» **DIRECTIONS FOR THIS TASK**: Extract, exactly as written, all lines of the material below from the line that includes "Point out every instance of the green shrub" through its last line.

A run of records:

☆ ☆ ☆

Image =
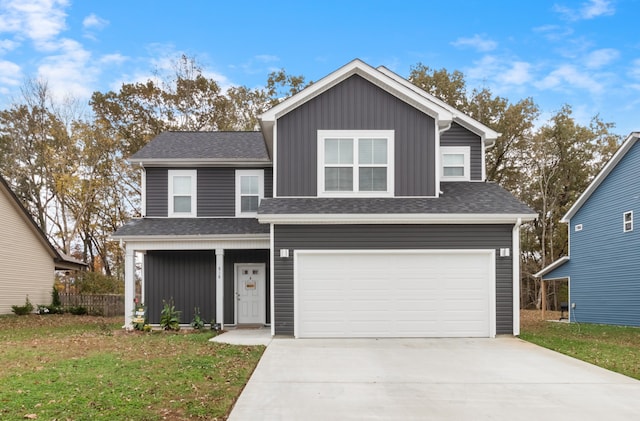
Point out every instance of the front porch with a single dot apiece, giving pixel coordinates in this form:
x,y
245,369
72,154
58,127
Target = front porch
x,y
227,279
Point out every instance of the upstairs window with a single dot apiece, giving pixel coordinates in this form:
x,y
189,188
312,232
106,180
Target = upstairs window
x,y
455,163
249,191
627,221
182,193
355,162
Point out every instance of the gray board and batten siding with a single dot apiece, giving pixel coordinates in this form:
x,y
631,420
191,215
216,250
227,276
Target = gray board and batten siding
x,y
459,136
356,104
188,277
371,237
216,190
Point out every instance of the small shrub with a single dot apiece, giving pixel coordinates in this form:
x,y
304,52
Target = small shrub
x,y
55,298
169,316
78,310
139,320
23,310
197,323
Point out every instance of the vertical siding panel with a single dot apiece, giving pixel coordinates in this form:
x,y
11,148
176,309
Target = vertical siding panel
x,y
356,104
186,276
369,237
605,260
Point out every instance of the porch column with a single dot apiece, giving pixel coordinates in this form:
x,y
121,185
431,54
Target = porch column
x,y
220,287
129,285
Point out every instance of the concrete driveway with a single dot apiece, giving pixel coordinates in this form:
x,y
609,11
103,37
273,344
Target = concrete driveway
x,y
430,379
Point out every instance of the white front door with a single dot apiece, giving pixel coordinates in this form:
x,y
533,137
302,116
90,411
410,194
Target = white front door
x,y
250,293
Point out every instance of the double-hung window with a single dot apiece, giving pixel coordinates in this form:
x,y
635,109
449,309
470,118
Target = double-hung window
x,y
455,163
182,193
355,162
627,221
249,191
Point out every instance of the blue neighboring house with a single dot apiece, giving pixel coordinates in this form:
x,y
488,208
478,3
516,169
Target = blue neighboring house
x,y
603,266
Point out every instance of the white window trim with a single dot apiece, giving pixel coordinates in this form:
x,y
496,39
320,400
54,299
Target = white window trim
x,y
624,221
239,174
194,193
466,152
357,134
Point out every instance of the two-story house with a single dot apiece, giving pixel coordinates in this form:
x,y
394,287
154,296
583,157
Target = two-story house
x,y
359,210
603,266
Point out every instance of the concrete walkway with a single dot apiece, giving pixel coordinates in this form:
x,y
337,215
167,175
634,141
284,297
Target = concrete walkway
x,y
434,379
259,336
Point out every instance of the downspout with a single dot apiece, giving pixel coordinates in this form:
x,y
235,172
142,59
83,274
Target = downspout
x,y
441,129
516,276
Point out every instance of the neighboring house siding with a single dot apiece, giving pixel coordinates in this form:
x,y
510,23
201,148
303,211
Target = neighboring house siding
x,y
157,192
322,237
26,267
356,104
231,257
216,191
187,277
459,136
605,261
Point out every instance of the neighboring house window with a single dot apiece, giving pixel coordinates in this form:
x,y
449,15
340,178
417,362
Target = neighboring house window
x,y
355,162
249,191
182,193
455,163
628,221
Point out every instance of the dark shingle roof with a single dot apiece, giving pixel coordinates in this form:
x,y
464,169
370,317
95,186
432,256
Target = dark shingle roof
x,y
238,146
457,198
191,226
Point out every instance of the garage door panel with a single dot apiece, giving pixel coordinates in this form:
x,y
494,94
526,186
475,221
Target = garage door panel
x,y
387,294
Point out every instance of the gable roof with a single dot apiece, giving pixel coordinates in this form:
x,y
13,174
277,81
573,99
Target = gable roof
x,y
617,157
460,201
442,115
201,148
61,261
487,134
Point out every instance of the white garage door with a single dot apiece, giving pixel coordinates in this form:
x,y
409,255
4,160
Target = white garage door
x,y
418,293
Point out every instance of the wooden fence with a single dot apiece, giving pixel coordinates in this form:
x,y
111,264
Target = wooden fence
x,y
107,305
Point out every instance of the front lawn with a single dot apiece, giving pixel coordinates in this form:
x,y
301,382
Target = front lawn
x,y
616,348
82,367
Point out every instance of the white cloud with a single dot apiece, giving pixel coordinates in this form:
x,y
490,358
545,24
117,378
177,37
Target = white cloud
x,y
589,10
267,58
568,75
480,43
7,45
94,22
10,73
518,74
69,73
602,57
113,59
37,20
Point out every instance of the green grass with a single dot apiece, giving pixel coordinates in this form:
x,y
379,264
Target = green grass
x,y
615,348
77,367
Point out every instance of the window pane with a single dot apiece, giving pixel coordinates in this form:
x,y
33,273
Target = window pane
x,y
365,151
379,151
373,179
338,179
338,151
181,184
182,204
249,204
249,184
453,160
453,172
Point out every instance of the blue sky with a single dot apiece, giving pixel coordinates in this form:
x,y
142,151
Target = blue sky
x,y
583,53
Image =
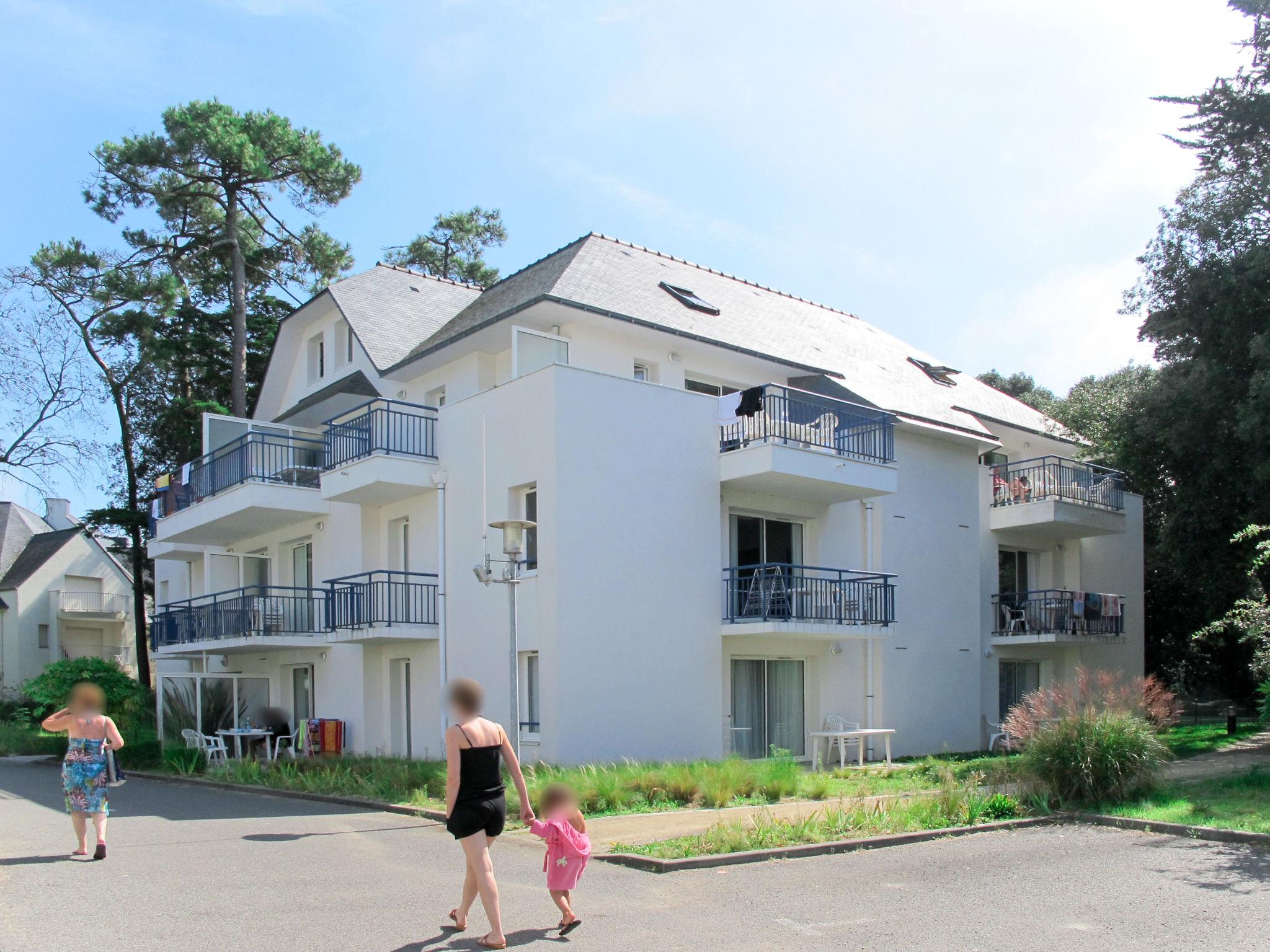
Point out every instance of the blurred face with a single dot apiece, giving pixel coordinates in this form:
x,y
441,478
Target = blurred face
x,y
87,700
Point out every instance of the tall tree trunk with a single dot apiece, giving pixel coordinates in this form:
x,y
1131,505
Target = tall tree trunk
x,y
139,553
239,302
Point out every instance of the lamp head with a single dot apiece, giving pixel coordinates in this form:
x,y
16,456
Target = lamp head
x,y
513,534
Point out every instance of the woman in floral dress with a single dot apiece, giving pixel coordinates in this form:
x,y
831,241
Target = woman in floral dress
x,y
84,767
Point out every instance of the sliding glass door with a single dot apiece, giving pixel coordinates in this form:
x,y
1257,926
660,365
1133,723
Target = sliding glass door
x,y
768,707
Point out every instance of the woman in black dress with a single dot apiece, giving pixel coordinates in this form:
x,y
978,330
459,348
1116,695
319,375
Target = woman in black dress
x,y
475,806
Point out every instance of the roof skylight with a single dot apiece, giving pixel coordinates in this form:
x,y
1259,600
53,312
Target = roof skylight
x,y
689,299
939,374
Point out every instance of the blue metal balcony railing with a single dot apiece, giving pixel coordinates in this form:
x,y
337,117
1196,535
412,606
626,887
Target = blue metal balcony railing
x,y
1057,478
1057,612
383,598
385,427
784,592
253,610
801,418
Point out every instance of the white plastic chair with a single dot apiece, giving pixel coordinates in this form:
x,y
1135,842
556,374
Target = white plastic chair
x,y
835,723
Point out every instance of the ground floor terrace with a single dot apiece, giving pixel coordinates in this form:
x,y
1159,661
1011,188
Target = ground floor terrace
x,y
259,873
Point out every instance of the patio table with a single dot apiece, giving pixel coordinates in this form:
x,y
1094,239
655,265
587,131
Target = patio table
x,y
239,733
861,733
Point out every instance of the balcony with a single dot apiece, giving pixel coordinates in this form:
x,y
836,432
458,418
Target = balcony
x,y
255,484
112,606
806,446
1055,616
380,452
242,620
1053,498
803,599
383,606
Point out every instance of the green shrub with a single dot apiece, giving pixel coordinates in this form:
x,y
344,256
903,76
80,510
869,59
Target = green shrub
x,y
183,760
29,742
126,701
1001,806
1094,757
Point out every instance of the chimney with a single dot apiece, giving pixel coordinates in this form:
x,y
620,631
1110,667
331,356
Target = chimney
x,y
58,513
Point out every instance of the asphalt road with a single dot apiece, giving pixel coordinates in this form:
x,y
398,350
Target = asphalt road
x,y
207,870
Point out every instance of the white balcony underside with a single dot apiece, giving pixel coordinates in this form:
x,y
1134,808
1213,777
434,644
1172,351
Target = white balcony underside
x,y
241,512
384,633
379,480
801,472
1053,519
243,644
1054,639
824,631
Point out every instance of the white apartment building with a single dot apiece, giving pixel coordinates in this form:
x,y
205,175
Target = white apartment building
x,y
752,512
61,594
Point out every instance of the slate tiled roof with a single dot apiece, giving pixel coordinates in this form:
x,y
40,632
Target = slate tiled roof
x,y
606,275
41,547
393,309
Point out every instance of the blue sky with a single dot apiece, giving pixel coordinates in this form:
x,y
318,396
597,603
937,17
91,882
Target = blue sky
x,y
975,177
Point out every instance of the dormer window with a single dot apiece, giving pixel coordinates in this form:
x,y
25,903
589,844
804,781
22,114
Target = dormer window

☆ ☆ ☆

» **TASK RESULT**:
Point out every instance of the green shrub with a single dot apiece, giving pixel coordinates in this form:
x,y
344,256
903,76
80,510
869,59
Target = green shrub
x,y
183,760
29,742
126,701
1001,806
1094,757
Point out every instance of the chimney with a single dot apiece, giving pixel coordinates in this form:
x,y
620,631
1110,667
331,356
Target = chimney
x,y
58,513
Point out every instance of the asphalt road with a single dot apiece, giving pixel coordinates in this form:
x,y
398,350
Target = asphalt road
x,y
207,870
Point out every instance of the white balcony underside with a single dot apiece, giving pixel coordinates in this form:
x,y
1134,808
1213,777
434,644
1172,351
Target = white balcony underside
x,y
241,512
384,633
379,480
801,472
1053,519
243,644
1054,639
824,631
Point out every instance of the white apartment building with a single dot apiece, giving pixel coordinates in this form:
x,y
205,175
Target = white apartment building
x,y
752,512
61,594
Point out every instance of the slate tiled roof with a single dot apiece, giving pixel coordinates in this form:
x,y
40,632
Target = slate tiled roof
x,y
606,275
41,547
393,309
Point out every instance of the blue sky with a single dot apiece, giving pixel coordinates in this form:
x,y
318,396
597,603
937,17
91,882
Target = blue sky
x,y
975,177
Point out every instance of the dormer window with a single dot apiece, giving pixel coordinates in this form:
x,y
25,903
589,844
804,781
22,114
Target = dormer window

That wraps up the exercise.